Imagine a future where the internet isn’t just fast, it’s fundamentally different. Where information doesn’t travel through cables in bits and bytes, but dances across space in entangled photons, instantaneously linking quantum computers continents apart. In this shimmering vision of tomorrow, the backbone of communication is no longer copper or fiber; it’s quantum light.

At the heart of this revolution is a peculiar phenomenon known as squeezed light, and a team of researchers from the U.S. Department of Energy’s Fermi National Accelerator Laboratory and the California Institute of Technology believes it may be the key to unlocking scalable quantum networks. Their latest study, led by Fermilab scientist Alexandru Macridin, marks a pivotal step toward building a quantum internet, one that could transform scientific research, cryptography, and computing itself.

Quantum networks rely on entangled qubits: pairs of quantum bits that remain mysteriously connected, no matter how far apart they are. In quantum physics, entanglement is the ghostly thread that links particles across space, such that a change in one instantly affects the other. It’s a phenomenon Einstein famously referred to as “spooky action at a distance,” and it forms the cornerstone of quantum communication.

= = = = =

▶ _Tasks_
**a.** Condense the paragraph of the quantum networks text that begins "At the heart of this revolution" into a short bulleted list, keeping its main facts.
**b.** List every organization or institution named in the quantum networks text.
**c.** Transcribe the passage of the quantum networks text starting at "Imagine a future" and ending at "it’s quantum light.".
Answer using nothing but the quantum networks text.

= = = = =

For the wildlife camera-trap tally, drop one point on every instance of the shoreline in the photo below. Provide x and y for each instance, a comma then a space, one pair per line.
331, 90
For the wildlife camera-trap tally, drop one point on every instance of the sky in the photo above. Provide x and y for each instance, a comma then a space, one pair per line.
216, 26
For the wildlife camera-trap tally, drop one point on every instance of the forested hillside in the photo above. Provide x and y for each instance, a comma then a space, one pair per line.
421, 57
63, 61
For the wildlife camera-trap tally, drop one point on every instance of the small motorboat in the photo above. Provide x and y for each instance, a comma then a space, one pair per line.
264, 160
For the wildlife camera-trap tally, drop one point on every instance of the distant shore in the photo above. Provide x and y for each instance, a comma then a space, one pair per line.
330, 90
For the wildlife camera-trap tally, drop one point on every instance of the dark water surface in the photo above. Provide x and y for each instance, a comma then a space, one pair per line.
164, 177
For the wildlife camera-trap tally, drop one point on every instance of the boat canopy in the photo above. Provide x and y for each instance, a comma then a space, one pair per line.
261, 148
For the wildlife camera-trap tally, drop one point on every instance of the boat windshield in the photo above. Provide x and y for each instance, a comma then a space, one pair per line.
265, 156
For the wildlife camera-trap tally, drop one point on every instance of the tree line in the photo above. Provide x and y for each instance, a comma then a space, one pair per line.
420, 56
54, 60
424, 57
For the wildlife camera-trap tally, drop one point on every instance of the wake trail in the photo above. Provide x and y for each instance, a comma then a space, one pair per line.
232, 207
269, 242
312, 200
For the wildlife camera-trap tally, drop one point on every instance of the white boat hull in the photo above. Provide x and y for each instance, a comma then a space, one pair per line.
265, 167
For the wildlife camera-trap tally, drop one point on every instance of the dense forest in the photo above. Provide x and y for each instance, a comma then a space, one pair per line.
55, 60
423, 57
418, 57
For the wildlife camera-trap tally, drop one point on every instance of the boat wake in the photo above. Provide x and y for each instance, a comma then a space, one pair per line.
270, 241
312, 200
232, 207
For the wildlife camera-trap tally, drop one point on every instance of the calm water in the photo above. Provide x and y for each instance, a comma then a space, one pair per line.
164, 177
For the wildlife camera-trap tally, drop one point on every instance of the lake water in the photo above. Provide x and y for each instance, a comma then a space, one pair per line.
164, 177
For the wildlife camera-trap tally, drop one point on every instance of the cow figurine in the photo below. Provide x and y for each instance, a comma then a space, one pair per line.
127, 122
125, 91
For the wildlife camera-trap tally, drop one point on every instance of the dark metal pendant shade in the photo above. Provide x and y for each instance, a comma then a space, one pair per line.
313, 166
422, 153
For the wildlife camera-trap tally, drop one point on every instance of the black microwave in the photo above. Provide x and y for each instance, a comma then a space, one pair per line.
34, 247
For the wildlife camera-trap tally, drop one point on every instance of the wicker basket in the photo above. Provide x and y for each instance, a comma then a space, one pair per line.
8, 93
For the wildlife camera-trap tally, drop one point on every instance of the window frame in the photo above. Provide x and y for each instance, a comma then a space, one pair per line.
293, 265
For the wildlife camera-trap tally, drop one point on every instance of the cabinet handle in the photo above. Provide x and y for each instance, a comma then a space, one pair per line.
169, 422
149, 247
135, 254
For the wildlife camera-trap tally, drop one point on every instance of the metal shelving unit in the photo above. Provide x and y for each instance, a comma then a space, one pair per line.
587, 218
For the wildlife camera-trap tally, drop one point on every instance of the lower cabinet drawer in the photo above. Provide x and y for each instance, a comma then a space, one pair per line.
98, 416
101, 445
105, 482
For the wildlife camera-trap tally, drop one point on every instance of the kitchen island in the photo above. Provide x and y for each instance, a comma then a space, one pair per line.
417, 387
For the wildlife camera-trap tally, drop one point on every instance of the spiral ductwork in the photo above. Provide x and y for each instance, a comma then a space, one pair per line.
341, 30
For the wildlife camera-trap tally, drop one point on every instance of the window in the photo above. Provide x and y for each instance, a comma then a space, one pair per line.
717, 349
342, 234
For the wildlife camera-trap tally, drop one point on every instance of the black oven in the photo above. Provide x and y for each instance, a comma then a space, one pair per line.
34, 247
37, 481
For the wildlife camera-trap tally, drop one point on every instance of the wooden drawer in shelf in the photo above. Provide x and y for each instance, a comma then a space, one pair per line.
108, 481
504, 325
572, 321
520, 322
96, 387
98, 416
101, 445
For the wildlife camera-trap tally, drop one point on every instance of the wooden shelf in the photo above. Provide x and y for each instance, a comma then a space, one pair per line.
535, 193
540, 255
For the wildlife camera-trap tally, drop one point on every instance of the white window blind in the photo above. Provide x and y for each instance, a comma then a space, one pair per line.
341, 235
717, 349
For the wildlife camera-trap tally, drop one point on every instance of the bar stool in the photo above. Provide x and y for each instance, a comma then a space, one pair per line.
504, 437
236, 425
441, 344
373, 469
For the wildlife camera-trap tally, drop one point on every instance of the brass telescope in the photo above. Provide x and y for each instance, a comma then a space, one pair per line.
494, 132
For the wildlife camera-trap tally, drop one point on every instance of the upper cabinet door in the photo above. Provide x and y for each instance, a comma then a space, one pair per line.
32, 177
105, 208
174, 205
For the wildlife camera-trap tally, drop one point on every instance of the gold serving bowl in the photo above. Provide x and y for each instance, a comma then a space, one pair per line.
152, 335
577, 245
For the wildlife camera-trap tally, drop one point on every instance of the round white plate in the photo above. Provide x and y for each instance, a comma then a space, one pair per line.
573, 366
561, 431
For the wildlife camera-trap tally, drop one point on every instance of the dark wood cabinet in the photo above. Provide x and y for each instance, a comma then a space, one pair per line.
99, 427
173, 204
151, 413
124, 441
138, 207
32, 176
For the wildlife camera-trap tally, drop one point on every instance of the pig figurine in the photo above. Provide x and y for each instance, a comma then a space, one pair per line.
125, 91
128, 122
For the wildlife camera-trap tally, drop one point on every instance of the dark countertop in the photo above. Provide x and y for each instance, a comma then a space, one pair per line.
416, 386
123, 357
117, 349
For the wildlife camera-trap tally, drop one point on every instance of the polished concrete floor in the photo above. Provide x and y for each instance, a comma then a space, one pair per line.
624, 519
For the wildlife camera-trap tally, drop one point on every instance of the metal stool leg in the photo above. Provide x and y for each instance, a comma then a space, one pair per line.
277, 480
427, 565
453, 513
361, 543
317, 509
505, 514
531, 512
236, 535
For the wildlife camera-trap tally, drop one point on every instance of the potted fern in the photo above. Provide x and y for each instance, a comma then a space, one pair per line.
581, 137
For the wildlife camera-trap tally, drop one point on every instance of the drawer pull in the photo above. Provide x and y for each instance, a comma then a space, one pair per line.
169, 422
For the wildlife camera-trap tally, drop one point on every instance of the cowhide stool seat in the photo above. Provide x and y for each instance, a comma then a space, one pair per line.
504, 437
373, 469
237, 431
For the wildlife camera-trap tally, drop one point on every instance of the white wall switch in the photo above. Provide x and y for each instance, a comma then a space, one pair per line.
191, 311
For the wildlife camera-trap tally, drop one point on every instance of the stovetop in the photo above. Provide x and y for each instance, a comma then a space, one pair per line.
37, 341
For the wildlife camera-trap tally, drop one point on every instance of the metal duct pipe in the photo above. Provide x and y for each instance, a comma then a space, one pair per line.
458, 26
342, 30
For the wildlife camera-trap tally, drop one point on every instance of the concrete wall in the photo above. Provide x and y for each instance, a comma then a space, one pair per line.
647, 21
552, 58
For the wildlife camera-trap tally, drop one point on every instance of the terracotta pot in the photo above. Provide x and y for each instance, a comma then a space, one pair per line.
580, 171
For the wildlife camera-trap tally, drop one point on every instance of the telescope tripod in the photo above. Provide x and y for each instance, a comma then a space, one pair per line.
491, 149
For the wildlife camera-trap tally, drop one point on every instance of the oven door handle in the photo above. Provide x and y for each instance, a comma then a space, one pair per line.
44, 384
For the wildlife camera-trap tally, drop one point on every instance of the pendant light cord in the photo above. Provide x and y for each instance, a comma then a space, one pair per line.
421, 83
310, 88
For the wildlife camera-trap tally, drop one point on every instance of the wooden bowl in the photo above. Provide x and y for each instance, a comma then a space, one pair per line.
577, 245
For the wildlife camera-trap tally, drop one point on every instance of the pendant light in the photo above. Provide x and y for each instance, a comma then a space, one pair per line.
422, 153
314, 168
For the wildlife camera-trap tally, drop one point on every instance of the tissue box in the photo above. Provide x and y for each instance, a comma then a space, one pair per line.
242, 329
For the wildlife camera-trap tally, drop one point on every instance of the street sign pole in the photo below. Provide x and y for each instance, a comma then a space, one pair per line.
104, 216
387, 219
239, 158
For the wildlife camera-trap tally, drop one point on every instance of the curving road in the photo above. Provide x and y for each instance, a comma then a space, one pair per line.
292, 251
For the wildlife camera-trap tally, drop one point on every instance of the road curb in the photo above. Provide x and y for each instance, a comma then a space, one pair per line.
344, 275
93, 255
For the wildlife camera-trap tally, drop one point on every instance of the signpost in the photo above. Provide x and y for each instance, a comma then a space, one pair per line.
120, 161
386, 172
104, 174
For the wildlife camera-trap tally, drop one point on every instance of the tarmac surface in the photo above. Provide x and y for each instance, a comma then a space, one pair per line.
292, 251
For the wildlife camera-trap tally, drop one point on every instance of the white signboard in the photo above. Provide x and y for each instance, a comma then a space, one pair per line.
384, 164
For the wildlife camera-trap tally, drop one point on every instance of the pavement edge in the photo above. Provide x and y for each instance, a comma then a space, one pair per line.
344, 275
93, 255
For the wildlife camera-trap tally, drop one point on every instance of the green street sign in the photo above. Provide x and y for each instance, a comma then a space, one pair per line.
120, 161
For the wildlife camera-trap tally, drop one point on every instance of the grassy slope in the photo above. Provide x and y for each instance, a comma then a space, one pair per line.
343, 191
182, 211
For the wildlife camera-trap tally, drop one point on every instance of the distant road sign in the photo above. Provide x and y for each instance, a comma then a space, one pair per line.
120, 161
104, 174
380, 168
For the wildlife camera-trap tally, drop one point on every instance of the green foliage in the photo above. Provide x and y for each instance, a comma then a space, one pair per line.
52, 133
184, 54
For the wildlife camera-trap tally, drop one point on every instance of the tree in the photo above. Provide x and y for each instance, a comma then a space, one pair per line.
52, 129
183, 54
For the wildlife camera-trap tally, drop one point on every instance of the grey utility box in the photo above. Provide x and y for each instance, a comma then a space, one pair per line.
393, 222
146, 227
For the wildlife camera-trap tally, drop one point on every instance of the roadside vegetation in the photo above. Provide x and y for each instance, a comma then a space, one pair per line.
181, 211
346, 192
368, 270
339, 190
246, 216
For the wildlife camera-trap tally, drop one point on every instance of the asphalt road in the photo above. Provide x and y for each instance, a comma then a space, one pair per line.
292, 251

= = = = =

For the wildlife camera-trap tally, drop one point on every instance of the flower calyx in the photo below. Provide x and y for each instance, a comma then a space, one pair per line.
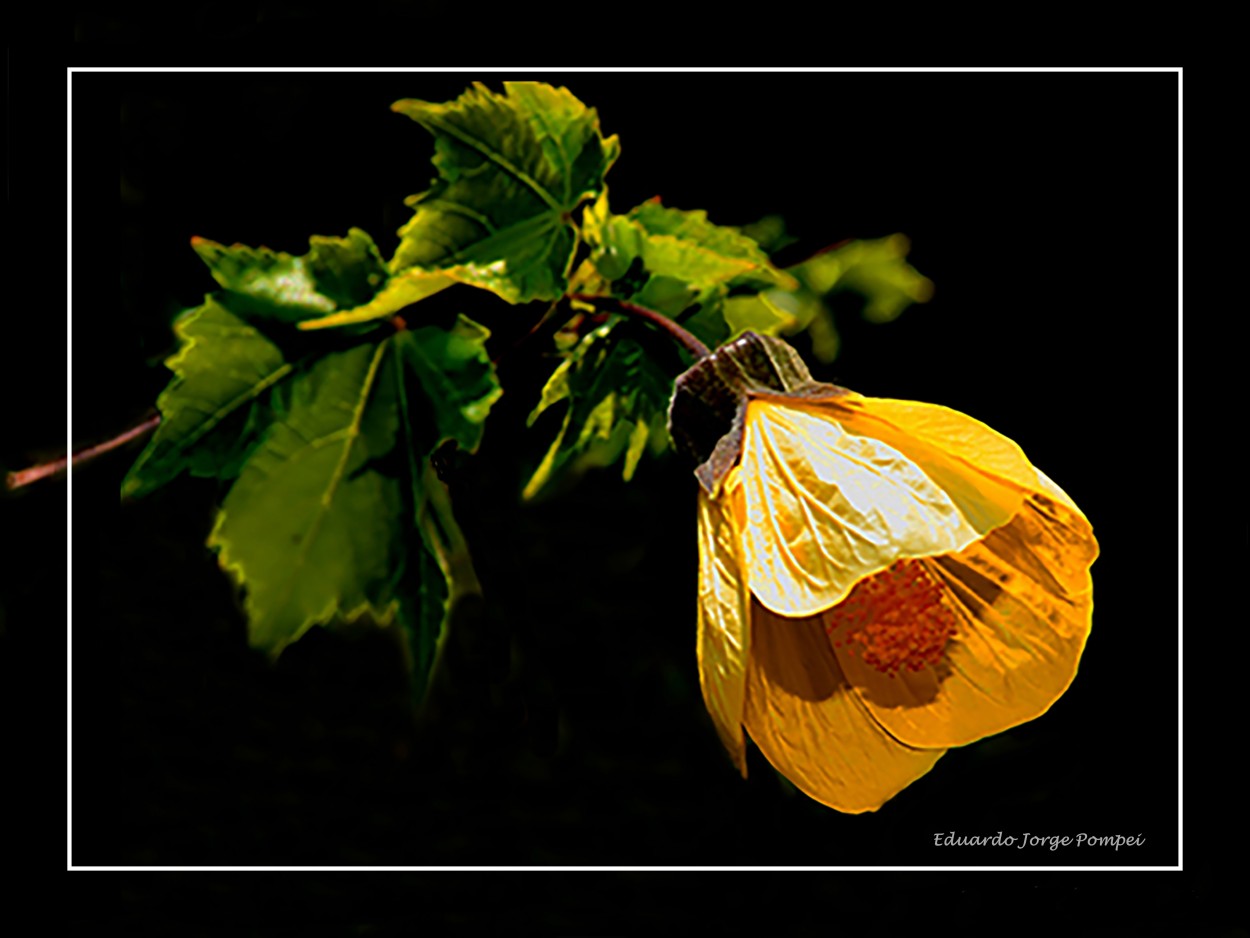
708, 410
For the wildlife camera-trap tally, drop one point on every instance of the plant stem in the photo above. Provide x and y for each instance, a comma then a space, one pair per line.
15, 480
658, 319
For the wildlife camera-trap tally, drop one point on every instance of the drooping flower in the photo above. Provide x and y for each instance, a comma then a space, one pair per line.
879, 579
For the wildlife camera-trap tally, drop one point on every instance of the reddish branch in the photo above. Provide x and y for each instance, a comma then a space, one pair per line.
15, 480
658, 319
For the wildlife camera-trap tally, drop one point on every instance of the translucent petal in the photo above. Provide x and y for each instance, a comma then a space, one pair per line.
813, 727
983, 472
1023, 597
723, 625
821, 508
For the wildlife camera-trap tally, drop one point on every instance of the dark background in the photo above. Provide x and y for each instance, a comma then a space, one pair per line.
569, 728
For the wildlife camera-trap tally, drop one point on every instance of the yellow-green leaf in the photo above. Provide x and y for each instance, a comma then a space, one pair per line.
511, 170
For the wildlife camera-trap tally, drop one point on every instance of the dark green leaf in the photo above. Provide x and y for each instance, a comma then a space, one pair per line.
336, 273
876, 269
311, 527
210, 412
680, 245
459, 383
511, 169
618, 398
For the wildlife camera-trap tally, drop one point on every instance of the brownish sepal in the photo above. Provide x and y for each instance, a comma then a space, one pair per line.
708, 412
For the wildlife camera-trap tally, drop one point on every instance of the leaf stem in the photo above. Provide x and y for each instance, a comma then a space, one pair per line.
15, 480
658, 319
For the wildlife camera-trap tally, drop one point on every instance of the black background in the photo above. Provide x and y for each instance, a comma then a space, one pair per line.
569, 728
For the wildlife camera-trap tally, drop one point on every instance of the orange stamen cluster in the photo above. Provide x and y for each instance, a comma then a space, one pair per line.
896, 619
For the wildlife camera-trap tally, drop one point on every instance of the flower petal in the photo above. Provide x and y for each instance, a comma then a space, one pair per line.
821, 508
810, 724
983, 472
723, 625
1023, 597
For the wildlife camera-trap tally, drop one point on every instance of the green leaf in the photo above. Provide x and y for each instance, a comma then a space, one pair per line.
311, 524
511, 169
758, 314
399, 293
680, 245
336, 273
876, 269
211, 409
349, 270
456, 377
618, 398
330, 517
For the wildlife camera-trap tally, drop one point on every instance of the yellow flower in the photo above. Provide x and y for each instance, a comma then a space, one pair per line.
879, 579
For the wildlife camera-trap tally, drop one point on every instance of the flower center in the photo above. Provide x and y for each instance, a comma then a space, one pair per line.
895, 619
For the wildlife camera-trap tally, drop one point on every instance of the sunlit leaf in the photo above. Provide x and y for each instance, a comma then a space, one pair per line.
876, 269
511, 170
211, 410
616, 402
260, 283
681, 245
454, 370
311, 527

= = = = =

▶ _Solutions in order_
**a.**
- Squeezed light is at the center of the shift toward quantum communication.
- Researchers from Fermilab, part of the U.S. Department of Energy, and the California Institute of Technology think it may be the key to scalable quantum networks.
- Fermilab scientist Alexandru Macridin led their latest study.
- The study is a pivotal step toward a quantum internet that could transform scientific research, cryptography, and computing.

**b.**
- U.S. Department of Energy
- Fermi National Accelerator Laboratory (Fermilab)
- California Institute of Technology

**c.**
Imagine a future where the internet isn’t just fast, it’s fundamentally different. Where information doesn’t travel through cables in bits and bytes, but dances across space in entangled photons, instantaneously linking quantum computers continents apart. In this shimmering vision of tomorrow, the backbone of communication is no longer copper or fiber; it’s quantum light.